◆ **Problem details**:
Write only the number of lines in the entries below that contain the word "dark".

◆ **Data**:

Segment Open

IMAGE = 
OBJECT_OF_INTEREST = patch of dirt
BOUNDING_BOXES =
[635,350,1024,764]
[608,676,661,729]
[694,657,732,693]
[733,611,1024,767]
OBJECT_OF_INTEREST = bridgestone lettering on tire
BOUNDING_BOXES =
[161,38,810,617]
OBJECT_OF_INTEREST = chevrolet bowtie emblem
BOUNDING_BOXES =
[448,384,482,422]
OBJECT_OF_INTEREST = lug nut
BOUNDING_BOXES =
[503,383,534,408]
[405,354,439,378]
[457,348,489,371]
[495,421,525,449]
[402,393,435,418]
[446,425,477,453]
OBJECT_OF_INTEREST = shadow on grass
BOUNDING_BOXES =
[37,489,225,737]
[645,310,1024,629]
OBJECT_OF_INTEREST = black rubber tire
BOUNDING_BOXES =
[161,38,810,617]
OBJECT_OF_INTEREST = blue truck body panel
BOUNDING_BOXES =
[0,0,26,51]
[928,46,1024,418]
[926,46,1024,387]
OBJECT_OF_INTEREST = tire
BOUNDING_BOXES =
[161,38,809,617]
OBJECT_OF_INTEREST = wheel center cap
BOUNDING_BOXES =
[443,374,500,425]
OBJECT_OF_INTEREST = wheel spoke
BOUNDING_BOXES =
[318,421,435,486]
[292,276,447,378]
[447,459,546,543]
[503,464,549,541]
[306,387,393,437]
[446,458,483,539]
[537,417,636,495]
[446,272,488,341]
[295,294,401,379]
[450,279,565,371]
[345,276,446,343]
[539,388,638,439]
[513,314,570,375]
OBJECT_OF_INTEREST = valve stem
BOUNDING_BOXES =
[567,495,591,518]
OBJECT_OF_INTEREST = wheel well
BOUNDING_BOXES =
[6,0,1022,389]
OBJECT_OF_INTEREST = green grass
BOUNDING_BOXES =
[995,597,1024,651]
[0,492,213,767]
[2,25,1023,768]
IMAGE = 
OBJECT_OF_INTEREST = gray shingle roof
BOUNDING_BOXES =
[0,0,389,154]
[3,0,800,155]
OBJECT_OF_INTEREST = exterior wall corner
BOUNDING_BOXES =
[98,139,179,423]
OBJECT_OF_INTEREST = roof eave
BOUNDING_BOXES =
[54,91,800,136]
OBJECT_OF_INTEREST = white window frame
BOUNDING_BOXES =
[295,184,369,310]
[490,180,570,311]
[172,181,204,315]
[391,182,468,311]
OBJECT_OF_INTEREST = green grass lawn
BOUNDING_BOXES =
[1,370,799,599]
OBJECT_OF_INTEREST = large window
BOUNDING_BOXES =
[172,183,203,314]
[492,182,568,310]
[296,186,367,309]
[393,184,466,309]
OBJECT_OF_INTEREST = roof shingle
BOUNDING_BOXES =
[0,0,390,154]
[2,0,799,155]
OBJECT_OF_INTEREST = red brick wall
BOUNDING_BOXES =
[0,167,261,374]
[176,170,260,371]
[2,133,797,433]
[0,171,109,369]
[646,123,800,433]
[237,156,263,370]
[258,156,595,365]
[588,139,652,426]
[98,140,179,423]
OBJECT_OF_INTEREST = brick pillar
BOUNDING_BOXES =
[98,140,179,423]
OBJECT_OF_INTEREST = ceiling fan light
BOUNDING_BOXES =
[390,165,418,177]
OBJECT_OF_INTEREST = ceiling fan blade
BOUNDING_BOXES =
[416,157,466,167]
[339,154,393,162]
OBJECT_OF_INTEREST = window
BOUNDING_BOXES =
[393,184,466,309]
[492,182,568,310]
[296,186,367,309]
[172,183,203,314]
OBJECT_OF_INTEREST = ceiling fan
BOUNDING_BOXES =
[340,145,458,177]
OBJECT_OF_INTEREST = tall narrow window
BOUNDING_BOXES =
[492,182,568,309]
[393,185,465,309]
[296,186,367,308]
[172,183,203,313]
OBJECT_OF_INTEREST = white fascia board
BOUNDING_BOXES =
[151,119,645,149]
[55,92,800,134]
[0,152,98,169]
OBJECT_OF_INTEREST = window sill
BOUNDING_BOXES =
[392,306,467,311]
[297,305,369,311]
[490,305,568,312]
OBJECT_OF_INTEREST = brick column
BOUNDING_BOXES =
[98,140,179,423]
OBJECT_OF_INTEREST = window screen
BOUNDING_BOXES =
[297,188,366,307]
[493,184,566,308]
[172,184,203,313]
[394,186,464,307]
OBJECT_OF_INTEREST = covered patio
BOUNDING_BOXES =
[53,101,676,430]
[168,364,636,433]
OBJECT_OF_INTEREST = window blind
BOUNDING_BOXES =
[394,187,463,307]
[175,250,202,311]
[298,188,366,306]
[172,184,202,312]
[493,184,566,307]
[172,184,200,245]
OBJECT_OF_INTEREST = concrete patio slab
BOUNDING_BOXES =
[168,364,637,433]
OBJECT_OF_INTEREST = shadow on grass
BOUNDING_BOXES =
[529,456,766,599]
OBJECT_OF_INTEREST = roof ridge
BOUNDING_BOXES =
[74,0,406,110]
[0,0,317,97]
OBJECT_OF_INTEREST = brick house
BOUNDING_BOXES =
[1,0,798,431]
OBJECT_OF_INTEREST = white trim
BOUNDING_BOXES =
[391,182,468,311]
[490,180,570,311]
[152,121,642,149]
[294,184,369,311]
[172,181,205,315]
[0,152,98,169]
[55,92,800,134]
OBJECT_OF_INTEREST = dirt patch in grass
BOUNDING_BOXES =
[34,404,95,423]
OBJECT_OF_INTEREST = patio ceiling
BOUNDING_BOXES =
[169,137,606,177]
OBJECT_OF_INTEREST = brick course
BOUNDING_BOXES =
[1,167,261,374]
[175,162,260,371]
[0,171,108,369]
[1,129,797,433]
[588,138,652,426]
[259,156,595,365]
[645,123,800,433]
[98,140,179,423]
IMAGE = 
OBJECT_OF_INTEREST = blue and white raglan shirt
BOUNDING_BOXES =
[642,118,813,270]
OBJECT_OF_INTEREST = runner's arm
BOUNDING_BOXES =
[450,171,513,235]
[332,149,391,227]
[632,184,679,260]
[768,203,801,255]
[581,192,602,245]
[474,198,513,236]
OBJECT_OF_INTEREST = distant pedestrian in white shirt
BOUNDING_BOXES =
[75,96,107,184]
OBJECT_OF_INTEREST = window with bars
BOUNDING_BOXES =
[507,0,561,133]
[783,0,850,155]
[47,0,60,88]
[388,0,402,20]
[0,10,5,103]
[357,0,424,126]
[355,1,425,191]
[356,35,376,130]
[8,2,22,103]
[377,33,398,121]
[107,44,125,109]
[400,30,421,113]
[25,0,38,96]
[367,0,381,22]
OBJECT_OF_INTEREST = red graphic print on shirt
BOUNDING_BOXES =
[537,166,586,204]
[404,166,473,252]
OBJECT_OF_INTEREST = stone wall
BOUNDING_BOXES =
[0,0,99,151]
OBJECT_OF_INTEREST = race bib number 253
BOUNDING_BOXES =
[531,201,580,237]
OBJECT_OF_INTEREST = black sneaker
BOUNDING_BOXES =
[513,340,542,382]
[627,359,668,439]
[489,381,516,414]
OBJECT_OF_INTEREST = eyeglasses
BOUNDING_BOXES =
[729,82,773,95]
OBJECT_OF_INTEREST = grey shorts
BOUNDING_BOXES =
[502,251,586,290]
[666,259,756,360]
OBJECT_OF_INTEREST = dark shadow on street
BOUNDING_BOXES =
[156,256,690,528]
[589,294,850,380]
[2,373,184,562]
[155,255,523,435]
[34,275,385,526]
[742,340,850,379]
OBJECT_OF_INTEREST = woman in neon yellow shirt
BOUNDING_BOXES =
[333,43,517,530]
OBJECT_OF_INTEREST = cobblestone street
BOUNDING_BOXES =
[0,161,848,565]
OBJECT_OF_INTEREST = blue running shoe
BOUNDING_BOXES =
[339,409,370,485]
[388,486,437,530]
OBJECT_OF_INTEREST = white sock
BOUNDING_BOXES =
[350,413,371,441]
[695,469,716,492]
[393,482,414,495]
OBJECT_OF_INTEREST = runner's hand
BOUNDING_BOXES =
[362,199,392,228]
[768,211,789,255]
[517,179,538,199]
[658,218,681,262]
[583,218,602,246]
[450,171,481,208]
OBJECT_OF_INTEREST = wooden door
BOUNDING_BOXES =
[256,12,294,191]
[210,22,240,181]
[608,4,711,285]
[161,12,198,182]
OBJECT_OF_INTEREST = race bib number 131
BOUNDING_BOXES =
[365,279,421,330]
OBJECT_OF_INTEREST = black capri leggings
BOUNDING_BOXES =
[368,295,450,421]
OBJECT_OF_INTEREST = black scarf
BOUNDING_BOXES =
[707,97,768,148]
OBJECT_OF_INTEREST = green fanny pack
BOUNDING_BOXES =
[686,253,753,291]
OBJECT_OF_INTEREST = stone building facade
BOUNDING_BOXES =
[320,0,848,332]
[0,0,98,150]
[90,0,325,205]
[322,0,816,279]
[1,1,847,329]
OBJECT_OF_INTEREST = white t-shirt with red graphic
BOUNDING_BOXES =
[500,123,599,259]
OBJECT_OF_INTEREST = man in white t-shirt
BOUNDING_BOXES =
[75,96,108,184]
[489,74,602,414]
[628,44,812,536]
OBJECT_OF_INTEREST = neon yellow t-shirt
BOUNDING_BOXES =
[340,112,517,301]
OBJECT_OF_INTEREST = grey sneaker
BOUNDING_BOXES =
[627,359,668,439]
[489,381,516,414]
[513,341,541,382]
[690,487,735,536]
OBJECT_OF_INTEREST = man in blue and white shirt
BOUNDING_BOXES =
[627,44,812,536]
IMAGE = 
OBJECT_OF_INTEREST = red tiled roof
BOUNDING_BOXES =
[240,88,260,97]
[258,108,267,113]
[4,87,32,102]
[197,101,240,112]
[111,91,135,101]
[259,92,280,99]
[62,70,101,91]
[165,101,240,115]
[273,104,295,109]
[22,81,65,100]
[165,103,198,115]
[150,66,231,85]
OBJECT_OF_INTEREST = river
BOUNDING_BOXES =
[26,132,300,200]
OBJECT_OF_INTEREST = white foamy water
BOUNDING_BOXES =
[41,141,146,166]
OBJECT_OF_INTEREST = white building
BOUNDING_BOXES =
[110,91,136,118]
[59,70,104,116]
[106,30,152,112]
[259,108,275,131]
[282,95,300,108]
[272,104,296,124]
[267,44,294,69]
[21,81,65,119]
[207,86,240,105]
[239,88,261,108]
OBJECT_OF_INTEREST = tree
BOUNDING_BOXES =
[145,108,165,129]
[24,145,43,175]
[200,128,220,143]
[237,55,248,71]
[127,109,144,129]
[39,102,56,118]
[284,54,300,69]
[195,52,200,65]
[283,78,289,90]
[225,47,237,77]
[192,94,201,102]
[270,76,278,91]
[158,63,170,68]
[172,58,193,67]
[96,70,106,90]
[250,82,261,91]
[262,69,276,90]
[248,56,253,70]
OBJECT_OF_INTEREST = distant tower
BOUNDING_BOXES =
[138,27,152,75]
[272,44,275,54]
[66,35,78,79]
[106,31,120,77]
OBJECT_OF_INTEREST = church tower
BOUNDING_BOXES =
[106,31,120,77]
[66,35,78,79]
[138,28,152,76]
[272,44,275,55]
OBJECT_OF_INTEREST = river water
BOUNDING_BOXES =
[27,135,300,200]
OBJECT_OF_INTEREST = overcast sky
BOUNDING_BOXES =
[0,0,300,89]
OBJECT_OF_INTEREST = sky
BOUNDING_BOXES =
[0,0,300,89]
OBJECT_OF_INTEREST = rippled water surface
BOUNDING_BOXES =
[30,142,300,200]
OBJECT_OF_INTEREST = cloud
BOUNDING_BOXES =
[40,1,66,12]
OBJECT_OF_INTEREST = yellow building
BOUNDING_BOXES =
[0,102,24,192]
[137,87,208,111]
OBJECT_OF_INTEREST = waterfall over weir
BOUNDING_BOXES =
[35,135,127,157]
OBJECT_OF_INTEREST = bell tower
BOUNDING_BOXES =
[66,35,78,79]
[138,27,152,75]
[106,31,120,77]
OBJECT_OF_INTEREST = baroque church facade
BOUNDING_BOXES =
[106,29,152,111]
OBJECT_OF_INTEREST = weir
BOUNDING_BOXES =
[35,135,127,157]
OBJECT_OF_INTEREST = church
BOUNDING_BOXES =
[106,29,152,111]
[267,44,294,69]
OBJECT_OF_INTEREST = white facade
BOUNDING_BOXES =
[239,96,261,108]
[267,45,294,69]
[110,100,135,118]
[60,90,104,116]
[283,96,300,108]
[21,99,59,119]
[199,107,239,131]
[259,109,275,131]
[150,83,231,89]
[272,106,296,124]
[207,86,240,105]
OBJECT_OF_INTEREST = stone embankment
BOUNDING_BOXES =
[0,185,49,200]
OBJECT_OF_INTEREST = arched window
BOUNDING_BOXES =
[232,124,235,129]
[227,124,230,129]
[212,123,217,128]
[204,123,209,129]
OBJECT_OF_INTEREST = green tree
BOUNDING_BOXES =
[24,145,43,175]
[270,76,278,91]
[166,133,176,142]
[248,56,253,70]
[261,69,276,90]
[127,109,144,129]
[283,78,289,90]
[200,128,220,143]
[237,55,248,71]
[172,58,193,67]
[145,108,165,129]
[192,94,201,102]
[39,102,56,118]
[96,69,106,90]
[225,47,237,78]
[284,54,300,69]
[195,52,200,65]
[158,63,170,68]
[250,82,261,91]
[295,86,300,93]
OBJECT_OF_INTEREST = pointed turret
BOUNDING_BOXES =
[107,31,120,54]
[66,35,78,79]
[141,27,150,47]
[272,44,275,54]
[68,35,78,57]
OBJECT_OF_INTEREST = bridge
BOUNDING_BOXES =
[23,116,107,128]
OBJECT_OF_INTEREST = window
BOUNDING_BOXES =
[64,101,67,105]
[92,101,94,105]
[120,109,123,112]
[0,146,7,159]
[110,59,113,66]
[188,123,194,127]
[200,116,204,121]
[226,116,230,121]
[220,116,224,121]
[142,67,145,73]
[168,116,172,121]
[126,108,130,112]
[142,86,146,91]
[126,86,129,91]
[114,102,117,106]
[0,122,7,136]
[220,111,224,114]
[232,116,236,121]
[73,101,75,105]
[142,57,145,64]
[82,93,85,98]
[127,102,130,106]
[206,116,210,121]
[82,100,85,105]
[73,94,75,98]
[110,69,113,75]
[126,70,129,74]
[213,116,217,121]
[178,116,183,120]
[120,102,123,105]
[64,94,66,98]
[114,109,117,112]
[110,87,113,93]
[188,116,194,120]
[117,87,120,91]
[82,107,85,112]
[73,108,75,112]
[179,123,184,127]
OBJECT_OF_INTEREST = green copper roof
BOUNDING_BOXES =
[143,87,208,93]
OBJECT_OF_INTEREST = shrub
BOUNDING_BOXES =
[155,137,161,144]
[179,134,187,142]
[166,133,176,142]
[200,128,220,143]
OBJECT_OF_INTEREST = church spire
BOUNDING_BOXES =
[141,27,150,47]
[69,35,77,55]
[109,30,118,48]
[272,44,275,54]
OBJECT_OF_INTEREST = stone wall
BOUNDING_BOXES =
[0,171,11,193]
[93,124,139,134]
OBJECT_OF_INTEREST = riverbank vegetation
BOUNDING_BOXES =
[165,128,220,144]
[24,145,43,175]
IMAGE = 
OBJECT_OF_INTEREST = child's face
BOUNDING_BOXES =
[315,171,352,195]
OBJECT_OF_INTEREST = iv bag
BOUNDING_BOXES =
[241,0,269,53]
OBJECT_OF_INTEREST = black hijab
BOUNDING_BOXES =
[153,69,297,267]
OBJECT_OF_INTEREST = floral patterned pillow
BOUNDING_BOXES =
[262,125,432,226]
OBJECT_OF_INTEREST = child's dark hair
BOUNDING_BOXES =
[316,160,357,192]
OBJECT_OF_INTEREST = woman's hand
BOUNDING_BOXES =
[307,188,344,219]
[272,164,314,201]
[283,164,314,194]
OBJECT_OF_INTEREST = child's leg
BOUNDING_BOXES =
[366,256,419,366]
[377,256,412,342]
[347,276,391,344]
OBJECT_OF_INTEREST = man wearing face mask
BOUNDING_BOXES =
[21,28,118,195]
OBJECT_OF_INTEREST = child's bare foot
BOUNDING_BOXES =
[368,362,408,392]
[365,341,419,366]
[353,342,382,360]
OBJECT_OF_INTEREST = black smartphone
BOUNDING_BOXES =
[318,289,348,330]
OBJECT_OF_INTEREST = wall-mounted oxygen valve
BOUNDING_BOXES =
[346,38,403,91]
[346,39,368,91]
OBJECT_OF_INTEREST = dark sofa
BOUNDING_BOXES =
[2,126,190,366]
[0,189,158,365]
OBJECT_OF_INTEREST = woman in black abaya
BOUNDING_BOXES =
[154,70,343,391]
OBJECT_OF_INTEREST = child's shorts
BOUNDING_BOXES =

Segment Closed

◆ **The completed task**:
3